# SELECTED EXTRACT
From ksantos@uafphpl.uark.edu Mon Mar 16 11:24:18 1998

Newsgroups: alt.slack

Subject: Re: KEN STARR SUCKS GOAT DILDOS AND LICKS NEWT'S ASS (wuz Re: resignation speech)

From: Kevin Santos <ksantos@uafphpl.uark.edu>

Date: Mon, 16 Mar 1998 11:24:18 -0800

 

I thought this was a church that gave the Con the credit it deserves, if

not any grudging respect. Of course Republikkkens appear to be more

evil and sinister than Democraps. Haven't any of you been interviewed

by the police? Good cop/Bad cop has been around since the elder gods

were in daipers. Ever seen the image makeovers pro rasslers do every

few months. Learn to recognize two individuals (or political parties)

who are on the same team (against you) even if one of them appears more

sympathetic (but if you have to ride alone with one, ride with the one

playing good cop).

 

But the Clinton sex scandals have so obviously been fabricated by the

same folks who hipped the running-dog press to the so-called scandal of

whitewater and the Prez's supposed love of McDonald's "food"--the

Democraps. Nobody has benefitted from any of this except Bill Clinton

and his puppeteers (including Starr, or do I have that backwards?).

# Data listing
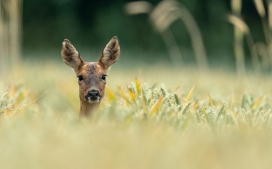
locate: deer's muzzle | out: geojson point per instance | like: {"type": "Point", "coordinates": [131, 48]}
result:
{"type": "Point", "coordinates": [93, 96]}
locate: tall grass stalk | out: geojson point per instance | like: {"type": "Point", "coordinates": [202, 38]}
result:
{"type": "Point", "coordinates": [10, 32]}
{"type": "Point", "coordinates": [163, 16]}
{"type": "Point", "coordinates": [236, 6]}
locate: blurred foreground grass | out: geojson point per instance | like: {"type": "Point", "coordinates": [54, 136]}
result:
{"type": "Point", "coordinates": [167, 118]}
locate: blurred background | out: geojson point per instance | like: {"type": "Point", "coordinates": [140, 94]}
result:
{"type": "Point", "coordinates": [206, 33]}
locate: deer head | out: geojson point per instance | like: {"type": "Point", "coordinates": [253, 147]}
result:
{"type": "Point", "coordinates": [91, 75]}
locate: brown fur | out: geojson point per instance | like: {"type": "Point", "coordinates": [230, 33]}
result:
{"type": "Point", "coordinates": [90, 71]}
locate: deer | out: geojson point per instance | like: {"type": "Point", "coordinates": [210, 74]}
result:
{"type": "Point", "coordinates": [91, 75]}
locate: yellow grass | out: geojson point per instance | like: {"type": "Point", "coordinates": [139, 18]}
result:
{"type": "Point", "coordinates": [39, 126]}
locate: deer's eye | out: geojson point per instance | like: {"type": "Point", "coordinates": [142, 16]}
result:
{"type": "Point", "coordinates": [80, 78]}
{"type": "Point", "coordinates": [103, 77]}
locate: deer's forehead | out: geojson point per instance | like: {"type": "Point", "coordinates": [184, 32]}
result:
{"type": "Point", "coordinates": [91, 68]}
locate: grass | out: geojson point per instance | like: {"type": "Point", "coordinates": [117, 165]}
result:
{"type": "Point", "coordinates": [174, 118]}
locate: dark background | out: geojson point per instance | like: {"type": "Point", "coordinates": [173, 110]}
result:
{"type": "Point", "coordinates": [91, 24]}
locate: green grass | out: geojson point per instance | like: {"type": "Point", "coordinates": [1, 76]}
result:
{"type": "Point", "coordinates": [167, 118]}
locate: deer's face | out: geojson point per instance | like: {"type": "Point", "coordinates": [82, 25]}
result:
{"type": "Point", "coordinates": [91, 75]}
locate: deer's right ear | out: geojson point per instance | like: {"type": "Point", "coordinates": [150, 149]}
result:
{"type": "Point", "coordinates": [70, 55]}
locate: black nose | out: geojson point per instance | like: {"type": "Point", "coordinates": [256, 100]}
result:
{"type": "Point", "coordinates": [93, 93]}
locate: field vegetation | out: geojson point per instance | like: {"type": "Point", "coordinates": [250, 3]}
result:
{"type": "Point", "coordinates": [151, 117]}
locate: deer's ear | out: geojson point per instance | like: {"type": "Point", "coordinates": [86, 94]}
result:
{"type": "Point", "coordinates": [110, 54]}
{"type": "Point", "coordinates": [70, 55]}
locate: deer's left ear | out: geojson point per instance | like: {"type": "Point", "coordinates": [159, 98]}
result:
{"type": "Point", "coordinates": [110, 54]}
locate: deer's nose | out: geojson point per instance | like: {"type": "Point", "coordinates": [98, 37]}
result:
{"type": "Point", "coordinates": [93, 93]}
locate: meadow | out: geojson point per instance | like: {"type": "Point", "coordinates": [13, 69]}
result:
{"type": "Point", "coordinates": [151, 117]}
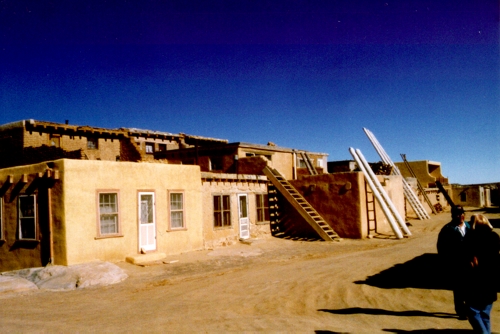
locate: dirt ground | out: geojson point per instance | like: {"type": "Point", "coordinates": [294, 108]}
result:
{"type": "Point", "coordinates": [272, 285]}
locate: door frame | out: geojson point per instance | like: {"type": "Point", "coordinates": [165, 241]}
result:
{"type": "Point", "coordinates": [153, 245]}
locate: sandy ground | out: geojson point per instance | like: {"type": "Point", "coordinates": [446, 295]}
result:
{"type": "Point", "coordinates": [272, 285]}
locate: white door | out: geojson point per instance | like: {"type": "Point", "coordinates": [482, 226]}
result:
{"type": "Point", "coordinates": [147, 223]}
{"type": "Point", "coordinates": [243, 216]}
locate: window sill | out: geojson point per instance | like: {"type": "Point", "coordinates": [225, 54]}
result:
{"type": "Point", "coordinates": [28, 241]}
{"type": "Point", "coordinates": [108, 236]}
{"type": "Point", "coordinates": [262, 223]}
{"type": "Point", "coordinates": [223, 228]}
{"type": "Point", "coordinates": [177, 229]}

# ACTIONS TO TAKE
1. Answer these questions about the Usenet post on the Clinton scandals:
(a) To which newsgroup was the post sent?
(b) What tactic does the writer say has been around since the elder gods were young?
(c) Which party does the post say fabricated the Clinton sex scandals?
2. For each statement, decide whether the Usenet post on the Clinton scandals supports it, and quote the words that settle it.
(a) The post is dated 16 March 1998.
(b) The writer advises riding alone with the one playing bad cop.
(c) The writer says Bill Clinton has benefitted from the scandals.
3. Continue the Usenet post on the Clinton scandals from its last sentence.

# PER-TASK ANSWERS
1.
(a) alt.slack
(b) Good cop/Bad cop
(c) The Democraps

2.
(a) Yes: "Mon, 16 Mar 1998 11:24:18 -0800"
(b) No: "ride with the one playing good cop"
(c) Yes: "Nobody has benefitted from any of this except Bill Clinton"

3.
Look, Kenny Starr has spent $50 million of my money (and yours) to put

away a couple of old Clinton enemies--Jim McDougal and Jim "Guy" Tucker,

both of whom screwed BC big time--and guarantee himself all the false

slack money can buy. Starr is set for the remainder of his short life,

unfortunately for him, his pink hide will sizzle very soon. (Note to

Vast Right Wing Conspiracy: This is a reference to the imminent rupture

of X-Day, not a personal threat.)

 

And how goes things for the Clitten team? Pinks are a majority and they

love McDonald's "food" (billions sold), they love tittilation without

the uncertainty and fear of real sexhurt, and they hate to see their

scrawny tax contributions being used to line the pockets of a special

persecutor who has perverted the nation's idea of justice to the point

that he's trying to find a crime to pin on his suspect, rather than

looking for a suspect to pin an actual crime on. Clinton's ratings

soar.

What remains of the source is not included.